Dataset records below:
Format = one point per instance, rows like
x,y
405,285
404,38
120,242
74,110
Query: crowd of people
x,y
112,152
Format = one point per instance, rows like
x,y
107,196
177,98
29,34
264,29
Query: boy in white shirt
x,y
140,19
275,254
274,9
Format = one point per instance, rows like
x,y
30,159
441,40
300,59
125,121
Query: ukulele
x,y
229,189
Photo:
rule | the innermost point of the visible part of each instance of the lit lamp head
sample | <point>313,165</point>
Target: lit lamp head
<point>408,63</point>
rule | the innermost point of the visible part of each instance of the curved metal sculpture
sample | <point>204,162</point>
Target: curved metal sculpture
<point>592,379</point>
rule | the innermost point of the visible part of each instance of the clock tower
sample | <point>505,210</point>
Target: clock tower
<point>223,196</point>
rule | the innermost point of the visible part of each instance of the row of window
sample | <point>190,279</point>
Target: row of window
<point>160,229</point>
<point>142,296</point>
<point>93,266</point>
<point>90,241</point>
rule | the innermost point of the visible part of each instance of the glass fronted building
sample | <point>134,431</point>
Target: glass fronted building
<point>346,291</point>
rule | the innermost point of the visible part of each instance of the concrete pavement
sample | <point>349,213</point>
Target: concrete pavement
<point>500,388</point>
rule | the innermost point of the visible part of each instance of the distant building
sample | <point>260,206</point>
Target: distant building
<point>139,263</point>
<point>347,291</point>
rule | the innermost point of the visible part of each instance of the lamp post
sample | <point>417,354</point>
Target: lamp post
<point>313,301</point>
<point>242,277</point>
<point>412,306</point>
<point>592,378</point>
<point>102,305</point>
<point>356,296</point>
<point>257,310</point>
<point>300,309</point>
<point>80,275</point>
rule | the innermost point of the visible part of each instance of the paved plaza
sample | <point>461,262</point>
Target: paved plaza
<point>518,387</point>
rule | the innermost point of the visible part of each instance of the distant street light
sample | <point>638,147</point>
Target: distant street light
End of Dataset records.
Task instructions :: In the records above, the line with "Target: glass fronted building" marks the start and the line with "the lamp post" marks the end; copy that stretch exactly, both lines included, and nothing else.

Response for this exercise ::
Target: glass fronted building
<point>346,291</point>
rule | the innermost point of the visible part of each instance of the concrete pavement
sample | <point>349,213</point>
Target: concrete pavement
<point>500,388</point>
rule | the innermost point of the visible part of each instance of the distant building
sample | <point>260,206</point>
Target: distant building
<point>139,263</point>
<point>347,291</point>
rule | the innermost point of the visible part of each instance of the lamp post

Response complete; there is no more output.